#### Exercise:
Write out each line of the material below as a JSON list of strings, one string per line, leaving out blank lines.

◇ ◇ ◇ ◇ ◇ ◇ ◇

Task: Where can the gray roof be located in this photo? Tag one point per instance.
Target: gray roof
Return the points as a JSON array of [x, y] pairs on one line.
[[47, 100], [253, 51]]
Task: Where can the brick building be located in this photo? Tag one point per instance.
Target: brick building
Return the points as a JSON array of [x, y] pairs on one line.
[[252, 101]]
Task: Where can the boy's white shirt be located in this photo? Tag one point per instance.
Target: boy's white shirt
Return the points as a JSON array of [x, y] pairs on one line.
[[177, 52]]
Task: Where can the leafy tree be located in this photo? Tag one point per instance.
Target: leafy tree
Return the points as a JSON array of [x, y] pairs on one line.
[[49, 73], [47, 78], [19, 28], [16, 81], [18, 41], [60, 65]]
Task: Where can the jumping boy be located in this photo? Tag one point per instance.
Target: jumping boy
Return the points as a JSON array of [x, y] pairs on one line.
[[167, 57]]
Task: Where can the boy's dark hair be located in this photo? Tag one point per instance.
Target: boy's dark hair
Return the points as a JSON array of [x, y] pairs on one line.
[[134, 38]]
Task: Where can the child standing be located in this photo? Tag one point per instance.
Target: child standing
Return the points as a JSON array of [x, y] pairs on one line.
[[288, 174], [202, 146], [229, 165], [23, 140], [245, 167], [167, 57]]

◇ ◇ ◇ ◇ ◇ ◇ ◇

#### Correct answer:
[
  "Task: Where can the gray roof be located in this photo? Tag one point per instance.",
  "Target: gray roof",
  "Return the points as a JSON array of [x, y] pairs on one line.",
  "[[47, 100], [253, 51]]",
  "Task: Where can the brick building be located in this photo? Tag one point per instance.",
  "Target: brick building",
  "Return the points as a JSON array of [x, y] pairs on one line.",
  "[[252, 101]]",
  "Task: Where can the boy's white shirt be located in this photo? Tag one point per instance.",
  "Target: boy's white shirt",
  "Return the points as a JSON array of [x, y] pairs on one line.",
  "[[177, 52]]",
  "Task: Where can the leafy tree be located in this photo? Tag one point per instance.",
  "Target: leafy tree",
  "Return the points as a JSON array of [x, y] pairs on one line.",
  "[[49, 73], [47, 78], [19, 28], [16, 81], [18, 41], [60, 65]]",
  "Task: Where can the jumping boy be located in this photo? Tag one point per instance.",
  "Target: jumping boy",
  "Return the points as a JSON array of [x, y] pairs on one line.",
  "[[167, 57]]",
  "Task: Where can the boy's dark hair be located in this photo? Tag one point per instance.",
  "Target: boy's dark hair",
  "Return the points as a JSON array of [x, y] pairs on one line.",
  "[[134, 38]]",
  "Task: Where can the child standing be located in this photo? Tag one point per instance.",
  "Target: child standing",
  "Return the points as a JSON array of [x, y] pairs on one line.",
  "[[288, 174], [202, 146], [229, 165], [23, 140], [245, 167], [167, 57]]"
]